-- START OF GIVEN DATA --
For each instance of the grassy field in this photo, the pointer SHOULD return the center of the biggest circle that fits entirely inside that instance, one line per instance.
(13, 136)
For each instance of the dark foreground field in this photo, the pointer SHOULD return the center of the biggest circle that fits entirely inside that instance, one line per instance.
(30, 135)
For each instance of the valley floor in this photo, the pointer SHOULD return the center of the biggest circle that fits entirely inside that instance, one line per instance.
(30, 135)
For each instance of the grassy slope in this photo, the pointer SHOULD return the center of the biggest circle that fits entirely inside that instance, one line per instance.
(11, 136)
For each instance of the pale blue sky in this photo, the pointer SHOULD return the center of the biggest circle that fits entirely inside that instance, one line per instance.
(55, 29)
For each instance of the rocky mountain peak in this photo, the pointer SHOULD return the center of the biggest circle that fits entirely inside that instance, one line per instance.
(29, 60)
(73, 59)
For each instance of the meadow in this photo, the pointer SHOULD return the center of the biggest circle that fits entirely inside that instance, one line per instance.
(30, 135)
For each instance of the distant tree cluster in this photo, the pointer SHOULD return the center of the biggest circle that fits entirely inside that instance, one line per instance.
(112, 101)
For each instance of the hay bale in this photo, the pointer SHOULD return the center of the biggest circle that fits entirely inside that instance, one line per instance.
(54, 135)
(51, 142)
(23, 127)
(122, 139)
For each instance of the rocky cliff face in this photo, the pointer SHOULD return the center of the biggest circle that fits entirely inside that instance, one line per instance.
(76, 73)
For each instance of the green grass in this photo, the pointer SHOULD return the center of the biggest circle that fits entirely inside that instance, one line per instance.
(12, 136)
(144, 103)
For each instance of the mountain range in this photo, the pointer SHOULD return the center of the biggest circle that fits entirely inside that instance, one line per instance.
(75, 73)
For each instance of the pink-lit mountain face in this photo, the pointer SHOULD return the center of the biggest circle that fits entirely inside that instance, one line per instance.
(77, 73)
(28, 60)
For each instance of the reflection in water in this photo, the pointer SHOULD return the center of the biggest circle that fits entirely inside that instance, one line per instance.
-- END OF GIVEN DATA --
GOAL
Render the data from the line containing "For each instance of the green" through the last line as a Markdown table with the columns Row and Line. Number each row and leave out blank lines.

REPLY TO THE TASK
| Row | Line |
|---|---|
| 1 | For each instance of the green grass in this photo, the pointer SHOULD return the center of the biggest circle that fits entirely inside that instance, one line per instance. |
| 2 | (12, 136) |
| 3 | (144, 103) |
| 4 | For each instance of the mountain range in this photo, the pointer SHOULD return the center of the biggest circle that fits entirely inside that instance, one line per instance. |
| 5 | (75, 73) |
| 6 | For each instance of the pink-lit mountain face in this photo, the pointer SHOULD return the center of the biggest circle that fits entirely inside that instance, one line per instance. |
| 7 | (77, 73) |
| 8 | (28, 60) |
| 9 | For each instance of the reflection in water in this photo, the pointer SHOULD return the center of the biggest circle that fits entirely inside that instance, one line per instance. |